Required work - Nothing before the line containing "the ceiling fan" belongs in the answer; quote that line and all lines after it through the end of the material, word for word.

[Records from a data source]
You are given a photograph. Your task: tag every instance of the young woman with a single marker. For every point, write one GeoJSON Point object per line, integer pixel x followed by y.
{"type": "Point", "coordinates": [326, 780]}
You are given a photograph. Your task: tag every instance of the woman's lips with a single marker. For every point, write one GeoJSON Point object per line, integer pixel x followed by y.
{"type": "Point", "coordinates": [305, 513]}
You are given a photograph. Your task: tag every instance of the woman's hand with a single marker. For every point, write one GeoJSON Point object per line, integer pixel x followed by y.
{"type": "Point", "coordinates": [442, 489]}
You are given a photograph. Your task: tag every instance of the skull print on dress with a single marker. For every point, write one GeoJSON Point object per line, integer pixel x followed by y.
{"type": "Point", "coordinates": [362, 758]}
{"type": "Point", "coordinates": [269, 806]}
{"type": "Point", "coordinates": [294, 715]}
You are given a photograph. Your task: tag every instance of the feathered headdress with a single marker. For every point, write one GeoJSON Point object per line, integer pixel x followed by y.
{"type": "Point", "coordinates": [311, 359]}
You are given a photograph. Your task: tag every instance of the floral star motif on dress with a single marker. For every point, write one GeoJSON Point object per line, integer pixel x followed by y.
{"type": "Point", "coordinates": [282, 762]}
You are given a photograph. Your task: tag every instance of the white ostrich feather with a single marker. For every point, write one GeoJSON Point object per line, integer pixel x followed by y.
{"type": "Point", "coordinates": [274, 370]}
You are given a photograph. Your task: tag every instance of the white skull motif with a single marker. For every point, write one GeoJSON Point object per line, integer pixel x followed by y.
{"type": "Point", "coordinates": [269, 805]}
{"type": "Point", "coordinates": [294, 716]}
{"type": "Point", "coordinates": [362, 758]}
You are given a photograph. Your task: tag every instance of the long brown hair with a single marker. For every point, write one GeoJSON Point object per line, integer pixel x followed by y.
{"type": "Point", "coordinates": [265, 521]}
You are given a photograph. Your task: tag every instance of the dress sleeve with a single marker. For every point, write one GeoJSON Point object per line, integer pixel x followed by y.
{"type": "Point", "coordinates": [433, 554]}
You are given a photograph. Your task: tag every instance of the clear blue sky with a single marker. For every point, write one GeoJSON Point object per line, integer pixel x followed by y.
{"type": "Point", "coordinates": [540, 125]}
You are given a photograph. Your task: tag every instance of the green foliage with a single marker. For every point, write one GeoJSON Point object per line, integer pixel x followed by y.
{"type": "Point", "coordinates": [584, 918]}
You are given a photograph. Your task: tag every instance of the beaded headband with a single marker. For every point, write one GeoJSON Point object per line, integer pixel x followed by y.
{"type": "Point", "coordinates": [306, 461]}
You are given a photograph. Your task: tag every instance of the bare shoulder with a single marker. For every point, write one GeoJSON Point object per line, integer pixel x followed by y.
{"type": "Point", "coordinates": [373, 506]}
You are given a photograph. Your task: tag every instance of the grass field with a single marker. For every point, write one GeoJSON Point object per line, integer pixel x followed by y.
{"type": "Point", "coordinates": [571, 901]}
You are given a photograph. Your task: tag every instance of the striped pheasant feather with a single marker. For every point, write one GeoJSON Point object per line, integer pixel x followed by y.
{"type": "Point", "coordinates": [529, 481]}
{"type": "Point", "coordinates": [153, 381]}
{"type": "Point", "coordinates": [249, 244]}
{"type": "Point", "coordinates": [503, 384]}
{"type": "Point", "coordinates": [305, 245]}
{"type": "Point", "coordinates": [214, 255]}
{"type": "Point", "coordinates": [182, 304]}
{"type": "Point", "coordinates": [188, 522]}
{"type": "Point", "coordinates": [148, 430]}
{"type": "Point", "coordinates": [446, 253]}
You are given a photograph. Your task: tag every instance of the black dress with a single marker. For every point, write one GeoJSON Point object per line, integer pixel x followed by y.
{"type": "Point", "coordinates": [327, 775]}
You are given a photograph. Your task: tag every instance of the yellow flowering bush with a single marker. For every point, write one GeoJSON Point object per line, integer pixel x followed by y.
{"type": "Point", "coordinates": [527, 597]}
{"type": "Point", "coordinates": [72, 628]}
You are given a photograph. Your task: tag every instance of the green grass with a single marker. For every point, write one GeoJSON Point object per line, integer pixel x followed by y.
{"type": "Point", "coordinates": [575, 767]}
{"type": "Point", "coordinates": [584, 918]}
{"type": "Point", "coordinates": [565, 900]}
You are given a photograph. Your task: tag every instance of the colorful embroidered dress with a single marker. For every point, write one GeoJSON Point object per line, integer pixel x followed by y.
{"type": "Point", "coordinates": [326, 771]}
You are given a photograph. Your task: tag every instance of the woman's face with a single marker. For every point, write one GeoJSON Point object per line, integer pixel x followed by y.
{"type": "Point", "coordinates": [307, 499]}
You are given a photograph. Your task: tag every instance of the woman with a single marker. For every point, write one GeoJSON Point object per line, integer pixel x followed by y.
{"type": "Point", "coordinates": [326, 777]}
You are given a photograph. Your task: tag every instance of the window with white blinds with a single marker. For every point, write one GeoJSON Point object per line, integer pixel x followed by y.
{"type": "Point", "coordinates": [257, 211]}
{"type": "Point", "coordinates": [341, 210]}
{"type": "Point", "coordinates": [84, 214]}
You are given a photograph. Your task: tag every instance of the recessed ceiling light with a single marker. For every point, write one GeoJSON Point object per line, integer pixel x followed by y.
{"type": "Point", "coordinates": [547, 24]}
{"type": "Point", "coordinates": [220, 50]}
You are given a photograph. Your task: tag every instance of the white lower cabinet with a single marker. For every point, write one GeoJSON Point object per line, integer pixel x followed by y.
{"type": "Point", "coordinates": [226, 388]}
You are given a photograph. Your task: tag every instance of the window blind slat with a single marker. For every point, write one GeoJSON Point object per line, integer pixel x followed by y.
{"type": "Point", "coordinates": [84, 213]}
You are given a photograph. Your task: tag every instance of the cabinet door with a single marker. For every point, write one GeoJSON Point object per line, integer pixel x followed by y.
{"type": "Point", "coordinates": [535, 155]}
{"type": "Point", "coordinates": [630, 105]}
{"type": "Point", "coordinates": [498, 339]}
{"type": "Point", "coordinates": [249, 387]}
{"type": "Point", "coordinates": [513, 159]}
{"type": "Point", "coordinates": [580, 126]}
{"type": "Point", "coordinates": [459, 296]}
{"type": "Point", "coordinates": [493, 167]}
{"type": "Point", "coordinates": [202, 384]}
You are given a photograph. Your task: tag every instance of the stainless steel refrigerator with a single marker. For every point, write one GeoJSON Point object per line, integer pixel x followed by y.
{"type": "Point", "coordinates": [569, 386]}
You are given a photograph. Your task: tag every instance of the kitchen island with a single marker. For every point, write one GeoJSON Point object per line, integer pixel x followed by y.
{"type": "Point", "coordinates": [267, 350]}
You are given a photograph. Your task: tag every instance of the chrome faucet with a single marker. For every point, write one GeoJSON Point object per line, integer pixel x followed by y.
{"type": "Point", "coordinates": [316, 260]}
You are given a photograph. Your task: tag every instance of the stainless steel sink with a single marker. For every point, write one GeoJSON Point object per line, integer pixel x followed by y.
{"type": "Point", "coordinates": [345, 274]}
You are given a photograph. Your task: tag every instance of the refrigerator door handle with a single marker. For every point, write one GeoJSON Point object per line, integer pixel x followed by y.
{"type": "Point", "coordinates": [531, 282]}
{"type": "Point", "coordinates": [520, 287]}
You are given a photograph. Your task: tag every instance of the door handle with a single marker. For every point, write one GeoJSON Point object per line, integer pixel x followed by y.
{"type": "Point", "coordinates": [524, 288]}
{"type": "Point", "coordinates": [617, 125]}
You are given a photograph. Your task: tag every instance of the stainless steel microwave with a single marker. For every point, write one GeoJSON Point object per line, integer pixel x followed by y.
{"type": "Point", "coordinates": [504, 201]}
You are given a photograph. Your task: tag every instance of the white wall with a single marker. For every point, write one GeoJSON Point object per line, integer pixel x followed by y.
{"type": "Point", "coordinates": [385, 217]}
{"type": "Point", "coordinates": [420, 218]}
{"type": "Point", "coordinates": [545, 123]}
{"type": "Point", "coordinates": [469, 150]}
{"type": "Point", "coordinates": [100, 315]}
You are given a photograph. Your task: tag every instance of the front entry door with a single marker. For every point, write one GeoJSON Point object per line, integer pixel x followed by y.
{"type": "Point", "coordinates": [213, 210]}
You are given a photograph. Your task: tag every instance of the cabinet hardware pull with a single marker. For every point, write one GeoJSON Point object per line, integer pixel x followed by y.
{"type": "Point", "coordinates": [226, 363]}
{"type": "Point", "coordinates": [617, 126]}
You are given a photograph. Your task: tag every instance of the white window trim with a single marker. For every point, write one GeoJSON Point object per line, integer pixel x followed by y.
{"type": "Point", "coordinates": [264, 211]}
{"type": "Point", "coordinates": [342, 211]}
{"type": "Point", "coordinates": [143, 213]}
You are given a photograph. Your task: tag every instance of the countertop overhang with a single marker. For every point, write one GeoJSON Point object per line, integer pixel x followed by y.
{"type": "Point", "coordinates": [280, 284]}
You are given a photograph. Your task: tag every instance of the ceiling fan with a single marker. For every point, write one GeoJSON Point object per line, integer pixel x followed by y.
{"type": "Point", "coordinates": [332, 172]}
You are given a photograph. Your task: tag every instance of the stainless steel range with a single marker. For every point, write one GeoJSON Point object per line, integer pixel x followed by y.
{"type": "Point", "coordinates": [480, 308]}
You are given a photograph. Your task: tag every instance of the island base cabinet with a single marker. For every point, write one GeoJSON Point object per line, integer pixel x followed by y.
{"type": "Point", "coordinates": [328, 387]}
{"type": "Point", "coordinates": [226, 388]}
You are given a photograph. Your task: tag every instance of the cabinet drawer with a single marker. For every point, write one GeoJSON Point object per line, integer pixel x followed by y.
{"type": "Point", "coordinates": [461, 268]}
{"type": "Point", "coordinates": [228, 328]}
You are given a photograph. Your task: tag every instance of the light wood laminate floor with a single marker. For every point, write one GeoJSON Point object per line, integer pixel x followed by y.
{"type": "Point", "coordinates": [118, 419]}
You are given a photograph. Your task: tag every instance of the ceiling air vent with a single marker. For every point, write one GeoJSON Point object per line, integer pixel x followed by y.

Complete output -
You are given a photograph. Your task: tag every instance of the ceiling fan with a single marker. For every point, write one GeoJSON Point object per line, integer pixel x followed by y.
{"type": "Point", "coordinates": [332, 172]}
You are given a photograph. Your task: tag every instance of the stainless steel range with a single marker. For every point, write one GeoJSON Point object per line, integer pixel x followed by y.
{"type": "Point", "coordinates": [480, 308]}
You are given a photograph. Your task: tag every instance of the island base cabinet with a single marker. For every point, write one GeoJSON Point object per line, integer pixel x followed by y.
{"type": "Point", "coordinates": [328, 387]}
{"type": "Point", "coordinates": [226, 388]}
You are given a photograph. Your task: tag every instance of the cabinet drawer with a single marker. For every point, write one GeoJSON Point object per line, integer pixel x followed by y.
{"type": "Point", "coordinates": [461, 268]}
{"type": "Point", "coordinates": [228, 328]}
You are given a photograph. Your task: tag every instance of the light wood laminate floor with a single marker. For every point, write one GeoJSON Point object per line, integer pixel x followed by y.
{"type": "Point", "coordinates": [118, 419]}
You are given a photograph. Your task: tag every instance of the ceiling air vent with a single marker. For every point, write one GeoJSON Point object per line, integer pixel x followed by y.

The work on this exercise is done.